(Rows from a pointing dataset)
--

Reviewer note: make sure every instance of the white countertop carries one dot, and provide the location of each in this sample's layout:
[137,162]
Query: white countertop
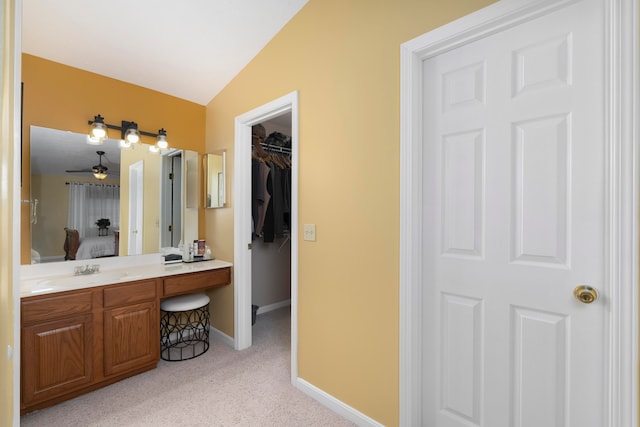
[41,279]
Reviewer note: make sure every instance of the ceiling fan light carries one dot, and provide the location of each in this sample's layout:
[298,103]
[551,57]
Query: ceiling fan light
[92,140]
[132,136]
[100,171]
[98,131]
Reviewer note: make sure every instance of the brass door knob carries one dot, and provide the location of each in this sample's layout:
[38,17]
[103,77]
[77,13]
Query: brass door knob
[585,294]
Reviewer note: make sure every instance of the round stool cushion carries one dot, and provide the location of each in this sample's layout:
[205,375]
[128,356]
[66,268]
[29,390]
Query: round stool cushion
[184,302]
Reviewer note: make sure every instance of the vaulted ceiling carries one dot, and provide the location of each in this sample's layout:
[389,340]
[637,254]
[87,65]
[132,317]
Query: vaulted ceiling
[189,49]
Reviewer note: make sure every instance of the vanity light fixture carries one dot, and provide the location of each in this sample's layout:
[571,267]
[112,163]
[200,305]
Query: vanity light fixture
[129,132]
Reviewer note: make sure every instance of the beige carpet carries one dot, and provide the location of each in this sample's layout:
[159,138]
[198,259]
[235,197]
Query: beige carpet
[223,387]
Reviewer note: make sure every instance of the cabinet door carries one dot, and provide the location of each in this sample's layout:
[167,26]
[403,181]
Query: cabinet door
[131,337]
[57,357]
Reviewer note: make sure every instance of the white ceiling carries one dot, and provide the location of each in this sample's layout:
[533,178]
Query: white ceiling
[190,49]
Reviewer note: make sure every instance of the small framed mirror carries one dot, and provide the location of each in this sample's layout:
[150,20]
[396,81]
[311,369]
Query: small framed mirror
[214,179]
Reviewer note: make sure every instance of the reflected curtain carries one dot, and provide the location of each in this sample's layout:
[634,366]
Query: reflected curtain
[89,202]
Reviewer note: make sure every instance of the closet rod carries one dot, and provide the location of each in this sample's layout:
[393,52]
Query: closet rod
[276,148]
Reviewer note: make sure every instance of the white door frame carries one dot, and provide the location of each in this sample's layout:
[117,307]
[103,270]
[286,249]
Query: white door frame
[242,220]
[621,118]
[136,215]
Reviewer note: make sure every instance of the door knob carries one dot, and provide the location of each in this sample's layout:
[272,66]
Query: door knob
[585,294]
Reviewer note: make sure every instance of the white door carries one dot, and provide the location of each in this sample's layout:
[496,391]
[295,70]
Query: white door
[514,198]
[136,197]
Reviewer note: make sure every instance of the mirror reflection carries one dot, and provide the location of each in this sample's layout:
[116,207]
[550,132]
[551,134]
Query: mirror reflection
[66,194]
[214,179]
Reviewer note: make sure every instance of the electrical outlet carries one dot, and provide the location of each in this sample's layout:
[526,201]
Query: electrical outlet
[310,232]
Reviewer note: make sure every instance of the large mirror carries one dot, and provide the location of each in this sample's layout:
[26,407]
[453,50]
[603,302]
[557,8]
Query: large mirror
[214,179]
[132,197]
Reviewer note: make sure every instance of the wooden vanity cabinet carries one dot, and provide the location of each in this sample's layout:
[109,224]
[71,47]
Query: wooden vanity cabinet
[196,282]
[131,327]
[77,341]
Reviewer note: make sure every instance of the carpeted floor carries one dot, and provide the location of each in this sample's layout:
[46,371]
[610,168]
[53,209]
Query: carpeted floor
[223,387]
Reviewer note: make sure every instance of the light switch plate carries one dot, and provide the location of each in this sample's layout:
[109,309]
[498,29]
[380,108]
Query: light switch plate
[310,232]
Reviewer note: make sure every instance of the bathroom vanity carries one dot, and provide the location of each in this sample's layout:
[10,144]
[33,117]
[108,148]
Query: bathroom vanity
[80,333]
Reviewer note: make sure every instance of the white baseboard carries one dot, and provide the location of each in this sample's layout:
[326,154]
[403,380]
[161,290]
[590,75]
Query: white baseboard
[274,306]
[335,405]
[224,337]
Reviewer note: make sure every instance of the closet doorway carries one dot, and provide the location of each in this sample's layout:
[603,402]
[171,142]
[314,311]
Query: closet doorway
[271,200]
[284,107]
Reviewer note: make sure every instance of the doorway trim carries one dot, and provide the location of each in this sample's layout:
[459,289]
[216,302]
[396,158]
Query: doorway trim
[622,110]
[242,220]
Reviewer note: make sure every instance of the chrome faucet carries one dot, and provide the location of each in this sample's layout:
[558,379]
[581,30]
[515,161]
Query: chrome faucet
[87,269]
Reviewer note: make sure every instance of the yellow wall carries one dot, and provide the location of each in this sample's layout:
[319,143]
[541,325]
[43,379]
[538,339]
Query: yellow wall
[66,98]
[344,59]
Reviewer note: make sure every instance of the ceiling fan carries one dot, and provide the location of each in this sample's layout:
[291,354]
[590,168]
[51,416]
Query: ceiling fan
[99,170]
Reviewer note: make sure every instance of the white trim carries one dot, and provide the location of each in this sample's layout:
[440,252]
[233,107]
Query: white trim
[242,220]
[17,168]
[267,308]
[335,405]
[623,128]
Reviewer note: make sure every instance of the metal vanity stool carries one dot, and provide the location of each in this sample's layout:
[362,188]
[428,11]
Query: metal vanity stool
[184,327]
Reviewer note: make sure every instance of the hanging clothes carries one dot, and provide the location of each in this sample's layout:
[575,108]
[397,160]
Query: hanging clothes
[271,188]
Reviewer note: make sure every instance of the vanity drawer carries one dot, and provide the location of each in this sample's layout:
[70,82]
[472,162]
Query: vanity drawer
[55,307]
[191,282]
[129,293]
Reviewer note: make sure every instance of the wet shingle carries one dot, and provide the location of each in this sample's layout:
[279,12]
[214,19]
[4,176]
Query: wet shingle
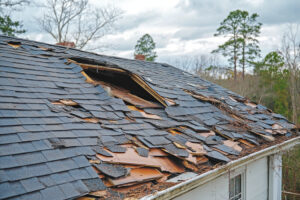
[115,171]
[32,184]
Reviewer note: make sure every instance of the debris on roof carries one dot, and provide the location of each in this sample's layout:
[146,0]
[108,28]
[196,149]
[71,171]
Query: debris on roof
[75,124]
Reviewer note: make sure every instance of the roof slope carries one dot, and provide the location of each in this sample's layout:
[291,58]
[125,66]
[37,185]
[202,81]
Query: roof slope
[62,137]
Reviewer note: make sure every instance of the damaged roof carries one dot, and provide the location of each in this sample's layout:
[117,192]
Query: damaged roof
[77,124]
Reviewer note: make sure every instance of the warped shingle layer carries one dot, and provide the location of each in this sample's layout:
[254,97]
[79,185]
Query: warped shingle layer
[45,148]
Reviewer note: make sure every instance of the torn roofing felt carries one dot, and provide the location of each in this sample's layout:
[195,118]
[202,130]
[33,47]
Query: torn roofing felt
[74,123]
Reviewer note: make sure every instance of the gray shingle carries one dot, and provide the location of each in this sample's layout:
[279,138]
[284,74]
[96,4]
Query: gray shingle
[30,158]
[32,184]
[53,192]
[80,174]
[7,162]
[11,138]
[31,196]
[6,191]
[47,181]
[17,187]
[69,190]
[80,187]
[53,154]
[62,177]
[81,161]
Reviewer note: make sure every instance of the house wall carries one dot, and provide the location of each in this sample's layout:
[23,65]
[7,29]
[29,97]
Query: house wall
[256,184]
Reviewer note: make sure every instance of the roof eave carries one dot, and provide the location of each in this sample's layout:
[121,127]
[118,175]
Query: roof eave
[191,184]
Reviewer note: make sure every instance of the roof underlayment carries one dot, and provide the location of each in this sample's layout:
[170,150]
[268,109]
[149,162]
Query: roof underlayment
[75,124]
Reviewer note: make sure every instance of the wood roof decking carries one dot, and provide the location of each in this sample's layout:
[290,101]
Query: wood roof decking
[63,137]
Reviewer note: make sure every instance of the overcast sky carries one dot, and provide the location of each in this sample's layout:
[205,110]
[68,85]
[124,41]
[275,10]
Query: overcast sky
[180,27]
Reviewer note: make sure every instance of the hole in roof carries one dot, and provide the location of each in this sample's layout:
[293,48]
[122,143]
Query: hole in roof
[121,83]
[14,44]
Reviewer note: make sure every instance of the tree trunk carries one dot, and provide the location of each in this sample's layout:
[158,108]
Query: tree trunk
[243,61]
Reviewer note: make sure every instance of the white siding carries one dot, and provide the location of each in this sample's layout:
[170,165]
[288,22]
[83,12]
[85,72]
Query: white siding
[257,180]
[256,176]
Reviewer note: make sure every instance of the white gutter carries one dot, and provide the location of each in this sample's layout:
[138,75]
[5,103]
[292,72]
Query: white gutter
[191,184]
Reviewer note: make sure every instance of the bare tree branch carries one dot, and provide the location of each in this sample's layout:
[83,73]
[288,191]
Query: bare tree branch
[76,21]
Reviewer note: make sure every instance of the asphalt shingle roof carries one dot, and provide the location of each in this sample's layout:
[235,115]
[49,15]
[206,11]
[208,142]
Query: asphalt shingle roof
[45,148]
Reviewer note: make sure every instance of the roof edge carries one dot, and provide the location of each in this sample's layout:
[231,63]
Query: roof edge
[191,184]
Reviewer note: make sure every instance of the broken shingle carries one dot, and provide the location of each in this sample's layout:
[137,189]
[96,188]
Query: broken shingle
[115,171]
[157,140]
[101,151]
[94,184]
[116,148]
[217,156]
[172,149]
[142,151]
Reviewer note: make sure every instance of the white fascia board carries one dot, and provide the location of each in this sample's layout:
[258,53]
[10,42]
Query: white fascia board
[191,184]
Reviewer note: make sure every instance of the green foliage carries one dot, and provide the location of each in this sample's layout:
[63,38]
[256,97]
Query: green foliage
[9,27]
[145,46]
[274,78]
[291,173]
[241,29]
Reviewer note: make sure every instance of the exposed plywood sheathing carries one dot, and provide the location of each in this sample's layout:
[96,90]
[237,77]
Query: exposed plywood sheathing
[133,76]
[136,176]
[153,123]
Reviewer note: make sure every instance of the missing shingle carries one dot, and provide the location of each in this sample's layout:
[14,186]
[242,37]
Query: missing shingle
[120,83]
[14,44]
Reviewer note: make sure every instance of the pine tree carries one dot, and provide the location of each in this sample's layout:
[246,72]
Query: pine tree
[145,46]
[242,45]
[9,27]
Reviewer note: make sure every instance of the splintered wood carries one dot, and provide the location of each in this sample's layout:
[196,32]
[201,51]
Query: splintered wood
[137,175]
[131,157]
[66,102]
[143,113]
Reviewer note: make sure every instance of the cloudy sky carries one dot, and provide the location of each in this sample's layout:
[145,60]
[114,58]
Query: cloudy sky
[180,27]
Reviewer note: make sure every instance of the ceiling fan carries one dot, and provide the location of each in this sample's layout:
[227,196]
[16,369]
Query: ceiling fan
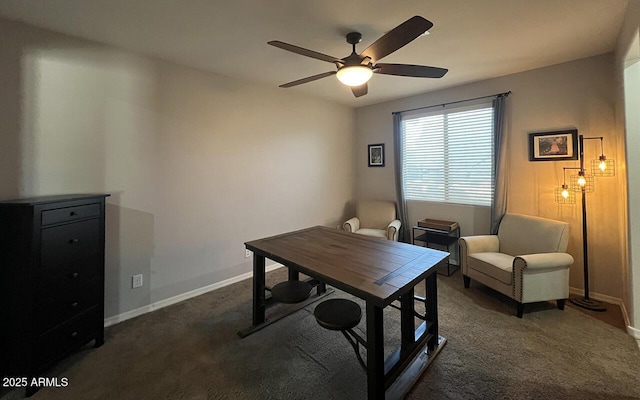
[355,70]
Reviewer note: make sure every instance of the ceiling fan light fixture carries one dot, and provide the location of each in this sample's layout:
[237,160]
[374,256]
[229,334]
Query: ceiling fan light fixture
[354,75]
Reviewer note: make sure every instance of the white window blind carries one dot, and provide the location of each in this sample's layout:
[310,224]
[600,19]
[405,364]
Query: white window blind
[447,155]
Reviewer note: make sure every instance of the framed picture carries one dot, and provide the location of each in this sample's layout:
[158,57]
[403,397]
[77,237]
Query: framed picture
[376,155]
[553,146]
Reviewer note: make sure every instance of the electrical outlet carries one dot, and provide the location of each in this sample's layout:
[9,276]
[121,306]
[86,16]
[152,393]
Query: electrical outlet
[136,281]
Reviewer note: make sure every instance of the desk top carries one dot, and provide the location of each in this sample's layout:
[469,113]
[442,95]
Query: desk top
[373,269]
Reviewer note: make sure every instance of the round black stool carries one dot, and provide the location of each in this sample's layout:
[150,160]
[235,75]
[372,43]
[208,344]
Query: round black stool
[342,315]
[290,292]
[338,314]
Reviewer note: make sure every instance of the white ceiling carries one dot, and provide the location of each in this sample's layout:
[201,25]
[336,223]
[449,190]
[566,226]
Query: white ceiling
[474,39]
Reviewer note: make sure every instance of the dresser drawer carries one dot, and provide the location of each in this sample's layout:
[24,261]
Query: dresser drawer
[70,214]
[69,276]
[66,243]
[53,311]
[55,344]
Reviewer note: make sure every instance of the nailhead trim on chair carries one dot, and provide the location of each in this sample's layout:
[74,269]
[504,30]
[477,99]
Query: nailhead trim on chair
[518,296]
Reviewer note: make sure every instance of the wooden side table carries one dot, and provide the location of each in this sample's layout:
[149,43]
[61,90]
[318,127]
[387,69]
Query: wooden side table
[441,235]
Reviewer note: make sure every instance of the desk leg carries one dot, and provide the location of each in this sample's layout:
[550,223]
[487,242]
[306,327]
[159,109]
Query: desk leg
[431,307]
[375,353]
[258,289]
[407,323]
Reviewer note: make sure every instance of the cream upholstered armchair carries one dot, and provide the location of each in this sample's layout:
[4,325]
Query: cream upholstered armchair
[526,260]
[374,218]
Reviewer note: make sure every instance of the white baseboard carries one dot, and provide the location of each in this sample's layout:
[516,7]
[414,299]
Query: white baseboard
[181,297]
[635,333]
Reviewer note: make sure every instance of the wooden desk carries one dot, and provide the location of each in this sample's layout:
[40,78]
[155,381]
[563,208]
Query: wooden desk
[375,270]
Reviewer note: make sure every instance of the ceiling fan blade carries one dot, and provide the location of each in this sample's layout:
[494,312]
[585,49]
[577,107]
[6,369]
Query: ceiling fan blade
[397,38]
[418,71]
[308,79]
[361,90]
[304,52]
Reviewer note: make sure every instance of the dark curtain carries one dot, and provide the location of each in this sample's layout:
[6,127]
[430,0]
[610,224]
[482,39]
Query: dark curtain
[401,201]
[499,202]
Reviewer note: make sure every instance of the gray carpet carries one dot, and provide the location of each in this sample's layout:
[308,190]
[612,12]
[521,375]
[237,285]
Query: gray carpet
[191,351]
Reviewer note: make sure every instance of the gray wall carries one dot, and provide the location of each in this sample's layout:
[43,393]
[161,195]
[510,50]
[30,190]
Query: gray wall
[628,98]
[576,94]
[196,163]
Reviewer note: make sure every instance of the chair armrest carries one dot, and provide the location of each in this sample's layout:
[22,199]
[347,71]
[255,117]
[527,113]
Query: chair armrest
[480,244]
[352,225]
[393,229]
[542,261]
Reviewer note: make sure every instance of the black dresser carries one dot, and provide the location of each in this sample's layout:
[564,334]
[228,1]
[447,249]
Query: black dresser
[51,280]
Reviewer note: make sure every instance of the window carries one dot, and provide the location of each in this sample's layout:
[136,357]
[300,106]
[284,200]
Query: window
[448,155]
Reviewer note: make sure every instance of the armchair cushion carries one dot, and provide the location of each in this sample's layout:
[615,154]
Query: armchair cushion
[372,232]
[375,214]
[374,218]
[526,260]
[497,265]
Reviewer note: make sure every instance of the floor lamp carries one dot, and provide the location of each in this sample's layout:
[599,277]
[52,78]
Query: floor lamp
[584,183]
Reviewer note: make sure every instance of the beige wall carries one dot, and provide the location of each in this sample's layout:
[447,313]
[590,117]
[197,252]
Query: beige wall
[627,61]
[196,163]
[577,94]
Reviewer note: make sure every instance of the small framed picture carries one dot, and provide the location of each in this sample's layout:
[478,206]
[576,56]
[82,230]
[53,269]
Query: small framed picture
[376,155]
[553,146]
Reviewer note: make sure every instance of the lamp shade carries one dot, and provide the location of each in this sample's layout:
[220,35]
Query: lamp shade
[580,181]
[354,75]
[563,195]
[603,167]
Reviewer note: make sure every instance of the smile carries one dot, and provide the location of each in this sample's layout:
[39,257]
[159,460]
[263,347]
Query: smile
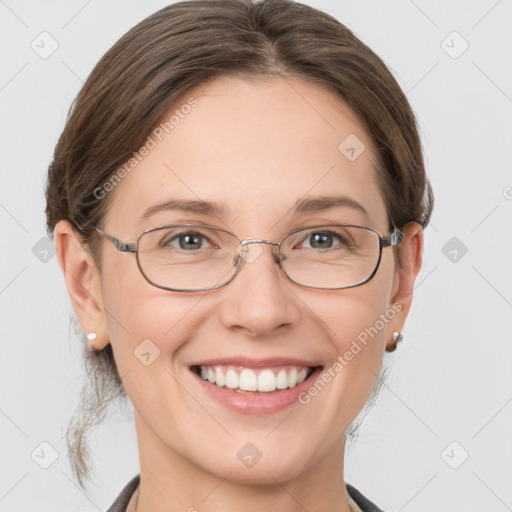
[251,380]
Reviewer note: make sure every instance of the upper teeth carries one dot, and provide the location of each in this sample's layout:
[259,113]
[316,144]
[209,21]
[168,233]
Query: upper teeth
[261,379]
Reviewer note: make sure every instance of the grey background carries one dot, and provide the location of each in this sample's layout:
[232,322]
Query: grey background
[451,378]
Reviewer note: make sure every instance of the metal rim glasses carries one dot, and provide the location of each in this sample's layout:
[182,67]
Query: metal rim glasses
[352,261]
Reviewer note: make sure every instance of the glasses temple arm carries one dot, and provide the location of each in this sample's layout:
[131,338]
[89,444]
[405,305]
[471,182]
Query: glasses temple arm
[120,246]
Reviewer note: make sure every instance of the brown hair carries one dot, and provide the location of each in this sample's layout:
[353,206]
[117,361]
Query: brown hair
[180,47]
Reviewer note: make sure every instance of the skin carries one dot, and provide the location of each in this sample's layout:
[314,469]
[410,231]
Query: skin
[257,146]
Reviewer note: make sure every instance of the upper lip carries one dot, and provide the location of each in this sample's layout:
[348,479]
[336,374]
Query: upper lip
[249,362]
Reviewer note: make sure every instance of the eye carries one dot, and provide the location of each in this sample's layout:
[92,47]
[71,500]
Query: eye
[187,241]
[322,239]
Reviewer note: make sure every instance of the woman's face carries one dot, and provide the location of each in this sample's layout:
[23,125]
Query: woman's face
[256,148]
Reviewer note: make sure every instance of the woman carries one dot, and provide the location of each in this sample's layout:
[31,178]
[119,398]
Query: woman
[238,201]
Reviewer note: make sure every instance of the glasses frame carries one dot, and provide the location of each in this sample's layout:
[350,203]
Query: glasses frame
[394,238]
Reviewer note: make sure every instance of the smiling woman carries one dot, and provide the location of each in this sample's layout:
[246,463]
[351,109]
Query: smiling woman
[299,139]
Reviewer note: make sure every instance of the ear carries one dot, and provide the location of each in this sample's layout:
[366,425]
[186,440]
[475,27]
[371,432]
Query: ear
[410,251]
[83,282]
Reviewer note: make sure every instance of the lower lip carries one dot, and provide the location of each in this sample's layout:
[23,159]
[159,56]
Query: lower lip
[256,403]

--

**What this task involves:** Exact repetition is required for the lines from the one that contains "Reviewer note: make sure every instance of the glasses frame" through the final line; leave out everything else.

**Response to the task:**
Reviewer note: make sure every instance of the glasses frame carries one dot, and provide the location of each in this sample's layout:
[350,203]
Query: glasses frame
[394,238]
Reviewer note: make sure every instance of the smiling woman carries one dot, and provide the location of each in this sample's layout:
[246,463]
[351,109]
Query: smiling woman
[299,139]
Reviewer note: make sure every instance of the ear carries one dot, and provide the location of each in this sample's layout:
[366,425]
[186,440]
[475,27]
[371,432]
Query: ear
[410,251]
[83,282]
Reviewer note: make sure every instance of the lower lip carries one dot, and provide the location of each in this sample's layout:
[23,159]
[159,56]
Query: lower lip
[256,403]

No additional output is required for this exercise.